Consigne A:
Résumez en deux phrases l'extrait sur l'Abitibi-Témiscamingue.

Extrait présenté:
========================

En Abitibi-Témiscamingue au Québec, les mines sont le moteur économique régional, les salaires annuels pouvant atteindre 100 000 $. Parce qu’aucune alternative n’est proposée, les projets d’exploitation des ressources sont encore perçus comme des aubaines de redynamisation.
De même pour le transport, qui est le deuxième secteur le plus polluant. Les grandes distances, les conditions climatiques et l’absence de transports en commun peuvent rendre le 4×4 nécessaire.
« Pour autant la situation évolue », estime le sociologue de l’environnement René Audet. La grève du 27 septembre a mobilisé jusque dans les villes moyennes et plus reculées. Selon un sondage de l’Angus Reid Institute, 70 % de la population sondée estime que les changements climatiques devraient être une priorité pour le prochain gouvernement fédéral. Mobilisations
On retrouve la même mobilisation parmi les Premières Nations, pour qui la question environnementale a toujours été sociale. Ils doivent cependant concilier la défense du territoire et de leurs droits ancestraux avec leurs conditions de vie et leur marginalisation.

========================

Données fournies:

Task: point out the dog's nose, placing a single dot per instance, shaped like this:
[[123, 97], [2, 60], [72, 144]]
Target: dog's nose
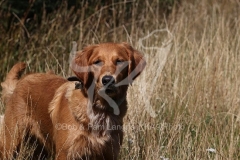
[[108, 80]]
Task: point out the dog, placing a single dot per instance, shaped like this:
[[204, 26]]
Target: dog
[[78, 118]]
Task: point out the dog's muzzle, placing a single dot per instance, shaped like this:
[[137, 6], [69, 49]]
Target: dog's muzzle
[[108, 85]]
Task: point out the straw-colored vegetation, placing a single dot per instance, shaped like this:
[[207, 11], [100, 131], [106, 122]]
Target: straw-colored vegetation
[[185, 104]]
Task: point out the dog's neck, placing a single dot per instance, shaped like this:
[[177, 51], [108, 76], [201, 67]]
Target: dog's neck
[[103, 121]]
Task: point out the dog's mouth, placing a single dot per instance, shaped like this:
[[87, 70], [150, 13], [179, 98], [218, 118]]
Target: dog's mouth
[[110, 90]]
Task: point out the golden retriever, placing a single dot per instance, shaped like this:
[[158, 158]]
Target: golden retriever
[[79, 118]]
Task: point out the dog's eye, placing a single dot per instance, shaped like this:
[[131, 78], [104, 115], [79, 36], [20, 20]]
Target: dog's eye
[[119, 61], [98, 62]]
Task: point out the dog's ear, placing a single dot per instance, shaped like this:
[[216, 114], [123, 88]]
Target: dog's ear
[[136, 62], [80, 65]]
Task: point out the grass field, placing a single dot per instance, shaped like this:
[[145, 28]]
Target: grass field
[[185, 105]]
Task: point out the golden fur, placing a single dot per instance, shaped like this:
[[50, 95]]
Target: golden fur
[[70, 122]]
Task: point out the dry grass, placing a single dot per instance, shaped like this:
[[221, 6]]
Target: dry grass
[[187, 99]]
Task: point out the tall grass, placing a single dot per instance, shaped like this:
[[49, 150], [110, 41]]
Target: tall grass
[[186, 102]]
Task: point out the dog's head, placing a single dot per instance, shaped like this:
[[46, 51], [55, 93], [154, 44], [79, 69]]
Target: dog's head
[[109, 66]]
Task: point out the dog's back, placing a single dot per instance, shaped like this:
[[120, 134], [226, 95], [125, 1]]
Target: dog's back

========================

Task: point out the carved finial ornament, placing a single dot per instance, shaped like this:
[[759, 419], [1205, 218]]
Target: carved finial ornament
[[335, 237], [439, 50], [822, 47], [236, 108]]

========================

Consigne B:
Mettez sous forme de tableau Markdown, avec les colonnes « N° » et « Ligne », les entrées allant de la ligne qui contient "Task: point out the dog's nose, placing" jusqu'à la ligne qui contient "[[103, 121]]", incluse. Laissez de côté les lignes vides et les images.

Corrigé A:
En Abitibi-Témiscamingue, les mines font tourner l'économie régionale et, faute d'alternative, les projets d'exploitation des ressources passent encore pour des aubaines, tandis que les grandes distances, le climat et l'absence de transports en commun peuvent rendre le 4×4 nécessaire. La situation évolue toutefois, selon le sociologue René Audet : la grève du 27 septembre a mobilisé jusque dans les villes moyennes et plus reculées, et les Premières Nations se mobilisent aussi, tout en devant concilier la défense du territoire et de leurs droits avec leurs conditions de vie.

Corrigé B:
| N° | Ligne |
|---|---|
| 1 | Task: point out the dog's nose, placing a single dot per instance, shaped like this: |
| 2 | [[123, 97], [2, 60], [72, 144]] |
| 3 | Target: dog's nose |
| 4 | [[108, 80]] |
| 5 | Task: point out the dog, placing a single dot per instance, shaped like this: |
| 6 | [[204, 26]] |
| 7 | Target: dog |
| 8 | [[78, 118]] |
| 9 | Task: point out the dog's muzzle, placing a single dot per instance, shaped like this: |
| 10 | [[137, 6], [69, 49]] |
| 11 | Target: dog's muzzle |
| 12 | [[108, 85]] |
| 13 | Task: point out the straw-colored vegetation, placing a single dot per instance, shaped like this: |
| 14 | [[207, 11], [100, 131], [106, 122]] |
| 15 | Target: straw-colored vegetation |
| 16 | [[185, 104]] |
| 17 | Task: point out the dog's neck, placing a single dot per instance, shaped like this: |
| 18 | [[177, 51], [108, 76], [201, 67]] |
| 19 | Target: dog's neck |
| 20 | [[103, 121]] |